**To do**
Arrange the data below as a JSON list of strings, with one string per line and any blank lines omitted.

===== Dataset records

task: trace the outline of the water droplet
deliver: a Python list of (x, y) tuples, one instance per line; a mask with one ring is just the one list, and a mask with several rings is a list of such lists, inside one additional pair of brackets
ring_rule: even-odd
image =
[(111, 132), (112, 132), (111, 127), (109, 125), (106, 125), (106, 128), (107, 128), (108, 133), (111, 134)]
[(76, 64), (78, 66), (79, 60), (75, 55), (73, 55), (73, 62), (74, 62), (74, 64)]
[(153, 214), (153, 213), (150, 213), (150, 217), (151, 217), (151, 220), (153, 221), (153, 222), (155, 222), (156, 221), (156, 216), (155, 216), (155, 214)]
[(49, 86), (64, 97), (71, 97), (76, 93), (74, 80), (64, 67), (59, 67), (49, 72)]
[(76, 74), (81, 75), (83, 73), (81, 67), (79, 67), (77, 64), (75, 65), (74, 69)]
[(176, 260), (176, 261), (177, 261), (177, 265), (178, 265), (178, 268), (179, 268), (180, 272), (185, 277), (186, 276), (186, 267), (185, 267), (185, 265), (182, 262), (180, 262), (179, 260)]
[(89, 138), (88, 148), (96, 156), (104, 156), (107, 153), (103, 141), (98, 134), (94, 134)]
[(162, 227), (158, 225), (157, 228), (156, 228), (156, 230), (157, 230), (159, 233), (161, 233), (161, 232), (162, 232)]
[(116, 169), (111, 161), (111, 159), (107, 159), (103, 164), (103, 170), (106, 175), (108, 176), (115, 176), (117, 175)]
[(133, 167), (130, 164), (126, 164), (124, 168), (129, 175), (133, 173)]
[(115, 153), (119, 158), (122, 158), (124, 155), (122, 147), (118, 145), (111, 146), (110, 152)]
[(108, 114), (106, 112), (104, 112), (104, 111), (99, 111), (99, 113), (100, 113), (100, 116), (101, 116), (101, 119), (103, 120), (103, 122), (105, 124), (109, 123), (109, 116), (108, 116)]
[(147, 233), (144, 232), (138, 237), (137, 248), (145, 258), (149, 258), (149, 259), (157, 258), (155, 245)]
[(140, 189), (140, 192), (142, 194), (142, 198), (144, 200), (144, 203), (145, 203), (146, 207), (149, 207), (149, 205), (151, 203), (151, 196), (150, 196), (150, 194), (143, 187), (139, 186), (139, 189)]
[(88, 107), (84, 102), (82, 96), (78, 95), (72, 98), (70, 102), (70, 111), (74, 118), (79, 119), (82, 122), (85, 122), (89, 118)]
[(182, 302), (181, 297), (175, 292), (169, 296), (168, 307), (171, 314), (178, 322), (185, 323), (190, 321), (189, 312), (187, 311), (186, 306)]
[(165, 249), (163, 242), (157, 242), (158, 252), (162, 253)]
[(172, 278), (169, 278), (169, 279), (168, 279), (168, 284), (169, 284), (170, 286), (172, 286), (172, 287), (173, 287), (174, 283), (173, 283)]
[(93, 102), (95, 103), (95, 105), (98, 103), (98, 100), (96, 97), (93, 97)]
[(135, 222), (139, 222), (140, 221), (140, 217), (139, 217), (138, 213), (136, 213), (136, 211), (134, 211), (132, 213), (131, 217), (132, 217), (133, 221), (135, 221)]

==========

**Written solution**
[
  "task: trace the outline of the water droplet",
  "deliver: a Python list of (x, y) tuples, one instance per line; a mask with one ring is just the one list, and a mask with several rings is a list of such lists, inside one additional pair of brackets",
  "ring_rule: even-odd",
  "image =",
  "[(111, 132), (112, 132), (111, 127), (109, 125), (106, 125), (106, 128), (107, 128), (108, 133), (111, 134)]",
  "[(76, 64), (78, 66), (79, 60), (75, 55), (73, 55), (73, 62), (74, 62), (74, 64)]",
  "[(153, 214), (153, 213), (150, 213), (150, 217), (151, 217), (151, 220), (153, 221), (153, 222), (155, 222), (156, 221), (156, 216), (155, 216), (155, 214)]",
  "[(49, 86), (64, 97), (71, 97), (76, 93), (74, 80), (64, 67), (59, 67), (49, 72)]",
  "[(76, 74), (81, 75), (83, 73), (81, 67), (79, 67), (77, 64), (75, 65), (74, 69)]",
  "[(176, 260), (176, 261), (177, 261), (177, 265), (178, 265), (178, 268), (179, 268), (180, 272), (185, 277), (186, 276), (186, 267), (185, 267), (185, 265), (182, 262), (180, 262), (179, 260)]",
  "[(89, 138), (88, 148), (96, 156), (104, 156), (107, 153), (103, 141), (98, 134), (94, 134)]",
  "[(162, 227), (158, 225), (157, 228), (156, 228), (156, 230), (157, 230), (159, 233), (161, 233), (161, 232), (162, 232)]",
  "[(116, 169), (111, 161), (111, 159), (107, 159), (103, 164), (103, 170), (106, 175), (108, 176), (115, 176), (117, 175)]",
  "[(133, 167), (130, 164), (126, 164), (124, 168), (129, 175), (133, 173)]",
  "[(115, 153), (119, 158), (122, 158), (124, 155), (122, 147), (118, 145), (111, 146), (110, 152)]",
  "[(108, 114), (106, 112), (104, 112), (104, 111), (99, 111), (99, 113), (100, 113), (100, 116), (101, 116), (101, 119), (103, 120), (103, 122), (105, 124), (109, 123), (109, 116), (108, 116)]",
  "[(147, 233), (144, 232), (138, 237), (137, 248), (145, 258), (149, 258), (149, 259), (157, 258), (155, 245)]",
  "[(140, 189), (140, 192), (142, 194), (142, 198), (144, 200), (144, 203), (145, 203), (146, 207), (149, 207), (149, 205), (151, 203), (151, 196), (150, 196), (150, 194), (143, 187), (139, 186), (139, 189)]",
  "[(88, 107), (84, 102), (82, 96), (78, 95), (72, 98), (70, 102), (70, 111), (74, 118), (79, 119), (82, 122), (85, 122), (89, 118)]",
  "[(182, 302), (181, 297), (175, 292), (169, 296), (168, 307), (171, 314), (178, 322), (185, 323), (190, 321), (189, 312), (187, 311), (186, 306)]",
  "[(165, 249), (163, 242), (157, 242), (158, 252), (162, 253)]",
  "[(172, 278), (169, 278), (169, 279), (168, 279), (168, 284), (169, 284), (170, 286), (172, 286), (172, 287), (173, 287), (174, 283), (173, 283)]",
  "[(93, 102), (95, 103), (95, 105), (98, 103), (98, 100), (96, 97), (93, 97)]",
  "[(135, 222), (139, 222), (140, 221), (140, 217), (139, 217), (138, 213), (136, 213), (136, 211), (134, 211), (132, 213), (131, 217), (132, 217), (133, 221), (135, 221)]"
]